### PASSAGE:
- Opening Delimiter -

But despite health officials noticing an increase in heroin use among those in their late teens and early 20s, the age group undergoing the most heroin treatments continues to be those aged 35 to 39, according to the substance abuse administration.
For those in their mid- to late-30s, the number of treatments where heroin was the primary drug abused, grew by about 50 percent, from 2,995 in 1998 to 4,511 in 2002, according to the substance abuse administration.
Heroin treatments among those aged 18 to 24 have also increased, but only by about 36 percent.
Health officials warn that treatment records do not necessarily indicate current substance abuse trends.
It’s “totally irrelevant,” said Leah Young, a spokeswoman for the substance abuse administration.
When it comes to heroin users, Rusinko said “there is usually a lag time, so many of them in treatment in their 30s began to use in their mid-20s.”
The drug’s popularity has increased with its purity, substance abuse experts said. Heroin now available in Maryland is about 80 percent pure, as opposed to the 7 to 10 percent purity of the 1970s.
“Given the purity, no needles are needed. Kids can just snort it and they are — in part because we taught them needles are bad,” said Morrisey.

- Closing Delimiter -

### REQUIRED TASKS:
A. Decide whether each statement below agrees with the passage on heroin treatment. Answer yes or no for each, quoting the words of the passage that decide it.
(i) Heroin treatments among people aged 18 to 24 grew by about 50 percent.
(ii) The heroin now available in Maryland is about 80 percent pure.
(iii) People aged 35 to 39 remain the age group undergoing the most heroin treatments.
B. Pick up the passage on heroin treatment after its final sentence and write what comes next.

### ENTRIES SHOWN:
- Opening Delimiter -

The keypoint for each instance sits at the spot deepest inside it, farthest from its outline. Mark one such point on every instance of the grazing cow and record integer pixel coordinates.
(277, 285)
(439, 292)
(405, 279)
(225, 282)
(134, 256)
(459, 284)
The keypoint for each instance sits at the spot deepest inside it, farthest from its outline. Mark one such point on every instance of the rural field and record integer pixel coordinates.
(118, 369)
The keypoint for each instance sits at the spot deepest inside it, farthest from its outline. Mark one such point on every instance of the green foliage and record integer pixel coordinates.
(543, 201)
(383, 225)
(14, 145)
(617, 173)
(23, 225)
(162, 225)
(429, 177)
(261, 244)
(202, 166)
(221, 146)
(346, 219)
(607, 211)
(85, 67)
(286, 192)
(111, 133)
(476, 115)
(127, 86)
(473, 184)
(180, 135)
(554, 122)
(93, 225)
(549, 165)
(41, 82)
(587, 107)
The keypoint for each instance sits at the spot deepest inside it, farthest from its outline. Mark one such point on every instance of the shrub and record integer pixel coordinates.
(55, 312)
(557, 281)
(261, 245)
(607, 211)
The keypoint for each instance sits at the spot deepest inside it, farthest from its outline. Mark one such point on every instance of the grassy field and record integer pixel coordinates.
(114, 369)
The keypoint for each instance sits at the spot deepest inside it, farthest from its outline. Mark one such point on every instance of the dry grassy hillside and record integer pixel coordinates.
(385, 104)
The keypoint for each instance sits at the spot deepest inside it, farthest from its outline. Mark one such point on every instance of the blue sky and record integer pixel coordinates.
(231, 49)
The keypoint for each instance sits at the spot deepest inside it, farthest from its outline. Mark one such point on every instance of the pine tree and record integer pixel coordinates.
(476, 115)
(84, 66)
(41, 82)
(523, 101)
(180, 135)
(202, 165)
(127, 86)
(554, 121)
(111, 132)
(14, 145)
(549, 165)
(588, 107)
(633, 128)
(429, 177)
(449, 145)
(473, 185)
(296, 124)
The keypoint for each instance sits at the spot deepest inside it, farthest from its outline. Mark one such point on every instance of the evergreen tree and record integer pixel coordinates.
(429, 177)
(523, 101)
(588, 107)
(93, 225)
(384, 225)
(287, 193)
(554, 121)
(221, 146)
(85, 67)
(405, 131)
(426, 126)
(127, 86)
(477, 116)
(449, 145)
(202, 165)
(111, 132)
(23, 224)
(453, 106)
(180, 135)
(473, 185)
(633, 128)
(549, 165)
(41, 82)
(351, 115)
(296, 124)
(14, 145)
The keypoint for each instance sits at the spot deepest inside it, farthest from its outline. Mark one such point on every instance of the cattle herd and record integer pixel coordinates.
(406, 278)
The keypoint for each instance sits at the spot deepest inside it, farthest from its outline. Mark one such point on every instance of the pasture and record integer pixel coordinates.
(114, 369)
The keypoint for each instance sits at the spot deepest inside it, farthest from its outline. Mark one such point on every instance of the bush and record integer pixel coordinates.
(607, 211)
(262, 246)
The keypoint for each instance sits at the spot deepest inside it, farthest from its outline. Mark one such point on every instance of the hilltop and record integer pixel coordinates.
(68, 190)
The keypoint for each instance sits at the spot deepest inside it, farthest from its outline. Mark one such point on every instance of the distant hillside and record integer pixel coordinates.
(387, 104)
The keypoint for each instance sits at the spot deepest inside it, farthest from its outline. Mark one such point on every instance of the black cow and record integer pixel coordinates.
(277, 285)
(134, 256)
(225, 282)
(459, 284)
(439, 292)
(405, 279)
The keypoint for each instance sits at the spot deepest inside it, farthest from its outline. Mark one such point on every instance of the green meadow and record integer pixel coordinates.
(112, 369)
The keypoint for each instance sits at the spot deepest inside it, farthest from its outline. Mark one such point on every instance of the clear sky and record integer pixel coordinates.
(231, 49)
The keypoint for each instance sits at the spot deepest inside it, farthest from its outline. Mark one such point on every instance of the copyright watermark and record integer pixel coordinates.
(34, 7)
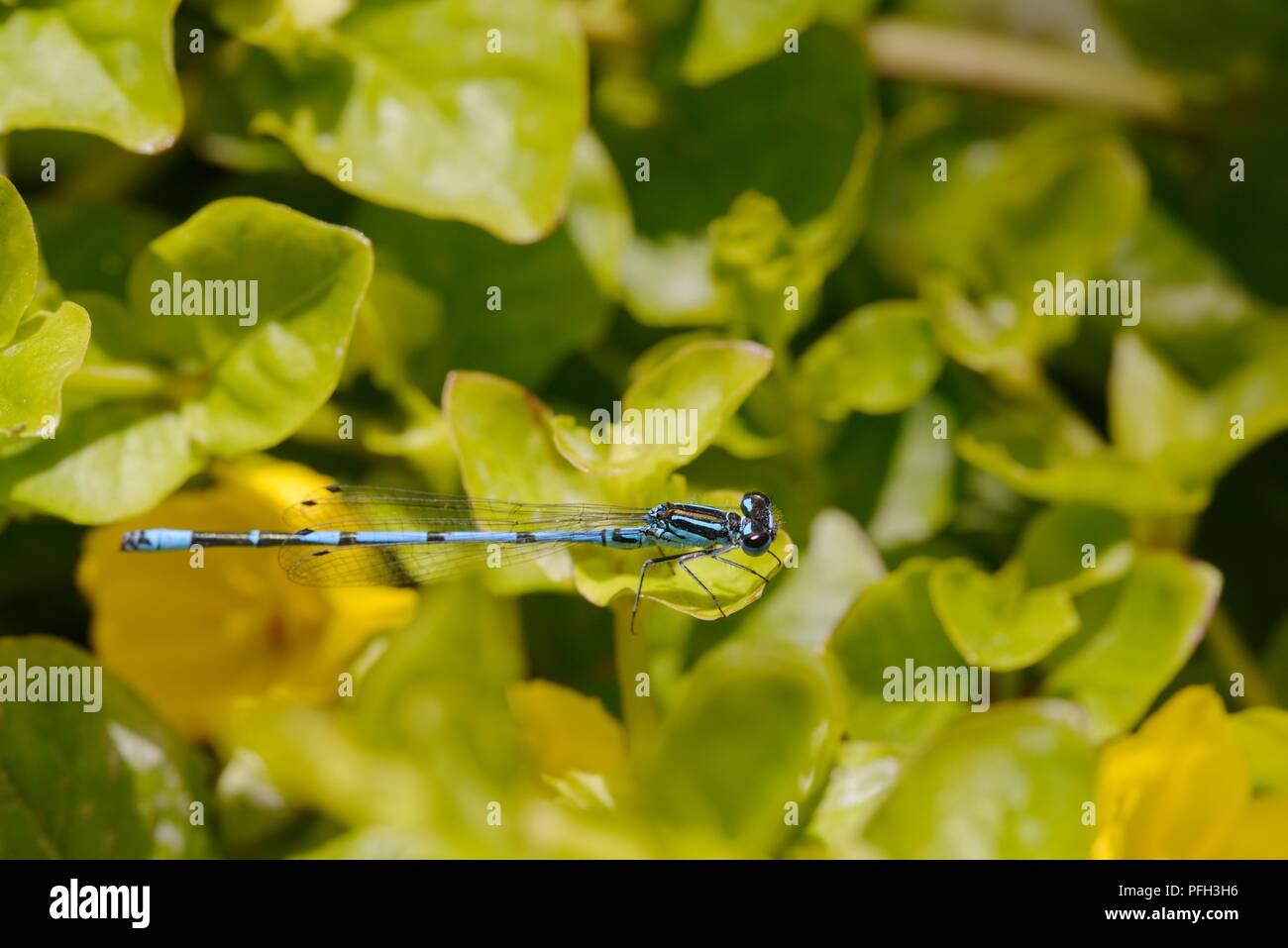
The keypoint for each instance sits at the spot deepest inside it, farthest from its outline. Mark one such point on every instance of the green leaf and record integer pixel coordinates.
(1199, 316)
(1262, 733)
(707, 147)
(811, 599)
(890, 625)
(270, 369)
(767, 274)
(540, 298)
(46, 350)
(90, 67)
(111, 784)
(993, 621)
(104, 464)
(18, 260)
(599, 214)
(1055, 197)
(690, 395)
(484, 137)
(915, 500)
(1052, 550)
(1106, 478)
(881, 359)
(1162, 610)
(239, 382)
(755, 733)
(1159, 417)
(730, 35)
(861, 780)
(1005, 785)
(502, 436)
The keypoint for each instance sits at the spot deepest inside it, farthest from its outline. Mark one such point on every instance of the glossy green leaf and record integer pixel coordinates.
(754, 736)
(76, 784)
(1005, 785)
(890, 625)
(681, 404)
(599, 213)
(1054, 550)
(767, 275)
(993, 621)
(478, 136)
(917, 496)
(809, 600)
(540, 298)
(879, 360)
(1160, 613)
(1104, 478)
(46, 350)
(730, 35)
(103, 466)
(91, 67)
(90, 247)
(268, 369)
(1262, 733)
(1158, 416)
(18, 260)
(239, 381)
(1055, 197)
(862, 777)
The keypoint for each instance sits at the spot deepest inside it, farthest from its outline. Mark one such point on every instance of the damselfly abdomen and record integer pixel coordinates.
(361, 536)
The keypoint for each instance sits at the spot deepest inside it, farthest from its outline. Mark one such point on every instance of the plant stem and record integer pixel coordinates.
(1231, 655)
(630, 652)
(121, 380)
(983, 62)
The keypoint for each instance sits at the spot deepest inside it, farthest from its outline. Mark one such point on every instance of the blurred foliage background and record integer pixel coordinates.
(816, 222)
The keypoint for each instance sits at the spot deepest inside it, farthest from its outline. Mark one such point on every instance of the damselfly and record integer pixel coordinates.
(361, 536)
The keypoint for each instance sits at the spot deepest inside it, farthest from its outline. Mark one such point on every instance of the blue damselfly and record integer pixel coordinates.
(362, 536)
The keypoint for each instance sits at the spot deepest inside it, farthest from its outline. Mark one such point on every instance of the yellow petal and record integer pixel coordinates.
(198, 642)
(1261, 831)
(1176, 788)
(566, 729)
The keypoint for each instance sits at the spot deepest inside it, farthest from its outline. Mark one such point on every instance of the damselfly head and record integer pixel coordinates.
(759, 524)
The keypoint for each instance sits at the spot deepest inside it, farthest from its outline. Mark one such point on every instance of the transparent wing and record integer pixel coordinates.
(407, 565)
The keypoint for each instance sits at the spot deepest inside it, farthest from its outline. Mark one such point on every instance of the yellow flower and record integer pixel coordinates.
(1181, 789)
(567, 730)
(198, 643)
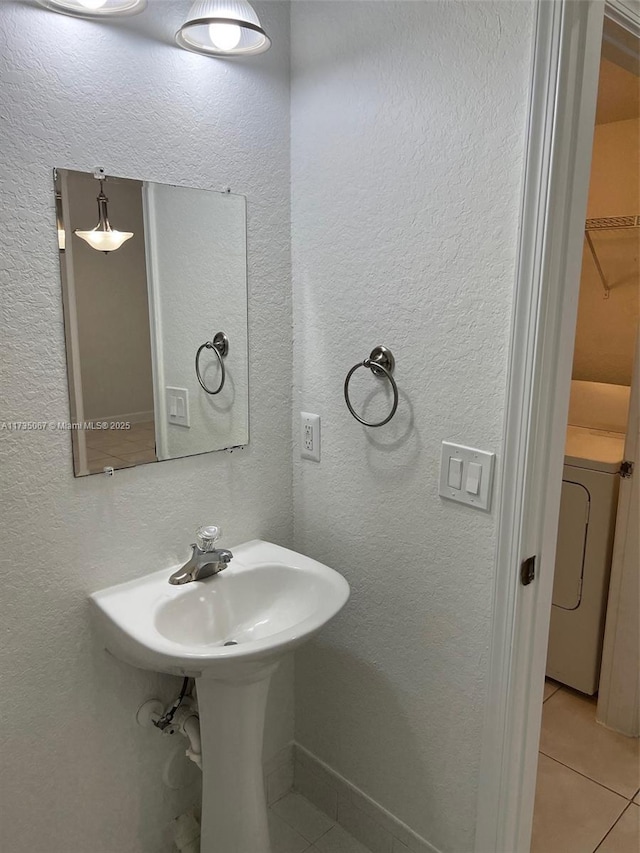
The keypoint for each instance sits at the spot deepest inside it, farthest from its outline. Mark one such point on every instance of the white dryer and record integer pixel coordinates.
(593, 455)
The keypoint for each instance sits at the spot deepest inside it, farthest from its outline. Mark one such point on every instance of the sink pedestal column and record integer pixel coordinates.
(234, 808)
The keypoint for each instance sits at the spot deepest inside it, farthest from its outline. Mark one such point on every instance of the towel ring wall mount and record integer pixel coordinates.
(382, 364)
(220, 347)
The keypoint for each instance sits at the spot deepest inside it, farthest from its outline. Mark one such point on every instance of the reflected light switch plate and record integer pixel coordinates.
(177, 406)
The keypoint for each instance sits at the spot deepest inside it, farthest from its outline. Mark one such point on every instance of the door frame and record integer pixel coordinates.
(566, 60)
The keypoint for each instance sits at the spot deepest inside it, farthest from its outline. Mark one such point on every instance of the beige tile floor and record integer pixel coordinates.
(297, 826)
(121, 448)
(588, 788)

- Closing Delimiter -
- Opening Delimiter -

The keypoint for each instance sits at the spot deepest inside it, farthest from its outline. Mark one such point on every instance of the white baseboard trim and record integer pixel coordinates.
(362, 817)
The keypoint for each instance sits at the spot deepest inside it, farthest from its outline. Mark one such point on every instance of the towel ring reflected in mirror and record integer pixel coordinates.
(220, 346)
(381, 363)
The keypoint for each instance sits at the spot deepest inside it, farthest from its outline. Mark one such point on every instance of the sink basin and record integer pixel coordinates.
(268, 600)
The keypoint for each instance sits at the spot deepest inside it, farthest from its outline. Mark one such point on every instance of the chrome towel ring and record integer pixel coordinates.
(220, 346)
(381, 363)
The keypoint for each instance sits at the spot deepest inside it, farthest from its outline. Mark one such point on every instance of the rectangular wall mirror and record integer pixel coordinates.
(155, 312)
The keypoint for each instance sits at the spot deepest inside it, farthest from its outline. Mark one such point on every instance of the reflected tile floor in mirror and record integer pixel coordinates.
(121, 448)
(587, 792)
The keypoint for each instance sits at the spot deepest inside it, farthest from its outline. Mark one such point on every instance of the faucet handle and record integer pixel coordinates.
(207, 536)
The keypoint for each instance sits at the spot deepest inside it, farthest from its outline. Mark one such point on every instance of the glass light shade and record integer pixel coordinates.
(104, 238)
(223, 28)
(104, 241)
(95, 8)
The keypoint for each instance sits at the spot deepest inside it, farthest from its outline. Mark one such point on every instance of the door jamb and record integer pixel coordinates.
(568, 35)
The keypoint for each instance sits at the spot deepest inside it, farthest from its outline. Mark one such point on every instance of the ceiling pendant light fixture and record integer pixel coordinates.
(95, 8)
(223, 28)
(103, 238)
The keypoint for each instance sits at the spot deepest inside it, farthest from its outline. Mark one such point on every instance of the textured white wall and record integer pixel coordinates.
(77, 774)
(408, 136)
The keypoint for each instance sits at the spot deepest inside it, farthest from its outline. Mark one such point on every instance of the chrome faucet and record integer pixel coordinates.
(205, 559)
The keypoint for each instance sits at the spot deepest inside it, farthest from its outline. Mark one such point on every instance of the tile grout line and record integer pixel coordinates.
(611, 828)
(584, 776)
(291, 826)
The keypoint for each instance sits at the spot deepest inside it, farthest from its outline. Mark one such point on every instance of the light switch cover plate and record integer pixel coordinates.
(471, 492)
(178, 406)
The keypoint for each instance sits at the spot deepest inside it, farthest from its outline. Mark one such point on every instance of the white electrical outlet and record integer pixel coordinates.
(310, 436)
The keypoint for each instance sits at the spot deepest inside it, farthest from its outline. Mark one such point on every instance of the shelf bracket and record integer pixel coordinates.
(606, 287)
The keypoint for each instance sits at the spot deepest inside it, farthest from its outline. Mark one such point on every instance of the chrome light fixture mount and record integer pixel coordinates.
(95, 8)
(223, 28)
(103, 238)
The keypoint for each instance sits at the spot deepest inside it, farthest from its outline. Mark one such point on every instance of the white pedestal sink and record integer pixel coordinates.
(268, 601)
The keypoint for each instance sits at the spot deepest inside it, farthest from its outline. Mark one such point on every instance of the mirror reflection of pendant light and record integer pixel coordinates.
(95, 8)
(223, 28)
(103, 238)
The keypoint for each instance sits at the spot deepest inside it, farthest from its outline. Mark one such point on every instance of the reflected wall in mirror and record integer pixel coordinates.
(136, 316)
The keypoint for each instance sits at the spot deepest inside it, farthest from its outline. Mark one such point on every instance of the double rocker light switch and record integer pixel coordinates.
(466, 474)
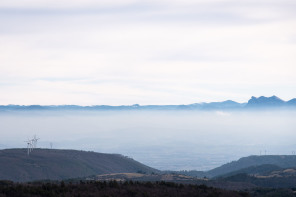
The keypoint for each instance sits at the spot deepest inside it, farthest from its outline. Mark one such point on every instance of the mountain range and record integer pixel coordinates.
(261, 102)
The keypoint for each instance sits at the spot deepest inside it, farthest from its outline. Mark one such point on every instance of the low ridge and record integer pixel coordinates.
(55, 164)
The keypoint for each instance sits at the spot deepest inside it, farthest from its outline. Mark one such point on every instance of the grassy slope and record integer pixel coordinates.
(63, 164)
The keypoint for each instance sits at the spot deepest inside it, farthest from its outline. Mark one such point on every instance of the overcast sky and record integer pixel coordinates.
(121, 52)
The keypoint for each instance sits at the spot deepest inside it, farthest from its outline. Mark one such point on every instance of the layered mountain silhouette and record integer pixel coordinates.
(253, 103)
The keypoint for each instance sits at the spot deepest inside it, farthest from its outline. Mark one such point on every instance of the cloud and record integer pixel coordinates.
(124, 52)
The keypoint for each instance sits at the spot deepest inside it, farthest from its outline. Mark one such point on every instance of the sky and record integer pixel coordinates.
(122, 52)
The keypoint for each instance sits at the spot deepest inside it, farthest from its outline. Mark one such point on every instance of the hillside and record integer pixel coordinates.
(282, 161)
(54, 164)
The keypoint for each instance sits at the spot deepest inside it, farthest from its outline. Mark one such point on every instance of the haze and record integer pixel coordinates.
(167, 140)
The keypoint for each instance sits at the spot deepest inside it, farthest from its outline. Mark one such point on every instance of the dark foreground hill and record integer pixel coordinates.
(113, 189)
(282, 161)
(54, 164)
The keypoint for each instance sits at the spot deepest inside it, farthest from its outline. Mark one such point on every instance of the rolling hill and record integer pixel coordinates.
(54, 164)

- Closing Delimiter -

### OUTPUTS BY TASK:
A.
(i) No: "Heroin treatments among those aged 18 to 24 have also increased, but only by about 36 percent."
(ii) Yes: "Heroin now available in Maryland is about 80 percent pure"
(iii) Yes: "the age group undergoing the most heroin treatments continues to be those aged 35 to 39"

B.
New users who take fairly large amounts of heroin every day can develop an addiction within two weeks, said Morrisey. “Within three to four months they will be deep into their addiction.”
And chances of recovery “are slim,” Ryan said.
“The need to use more (heroin) overwhelms their entire lifestyle, so they lose their jobs, start to commit crimes and become sloppier in appearance,” Morrisey said.
As the body builds tolerance to heroin, more of the drug is needed to make the receptor sites in the brain feel the effects. Health officials say recovery from heroin addiction is a long-term process because the brain’s memory has to be retrained to feel normal without heroin.
Troy Rowe, a Harford County recovering drug addict sober for two years, said using heroin gives the user “an unbelievable feeling. You’re high and you’re low . . . It’s an escape from reality.”
At one point, Rowe said he was spending about $1,500 per day to feed his heroin and cocaine addiction.
When Rowe began treatment to avoid a likely three-year prison term for violating probation by doing drugs, he said he was at a point “where I had lost everything, my house, my cars . . . all self-respect. . . . I was digging myself a hole and that hole was six-feet-under.”
The key to turning around the trend, substance abuse experts say, is education.
A massive education campaign begun after teens first began dying from heroin in Carroll County in 1996, has significantly reduced the number of 18-and-under heroin treatments there, said Mark Yount, a substance abuse prevention coordinator at Junction Inc., in Carroll County.
Heroin treatments for 18-and-younger clients in Carroll fell from 115 in 1999 to 35 in 2004, Yount said.
Besides education, finding more treatment funding is a universal quest.
“We could definitely use more treatment in Maryland,” said Carlos Hardy, chosen by Gov. Robert Ehrlich for the Maryland State Drug and Alcohol Abuse Council. The council will coordinate prevention and treatment statewide and help determine funding needs.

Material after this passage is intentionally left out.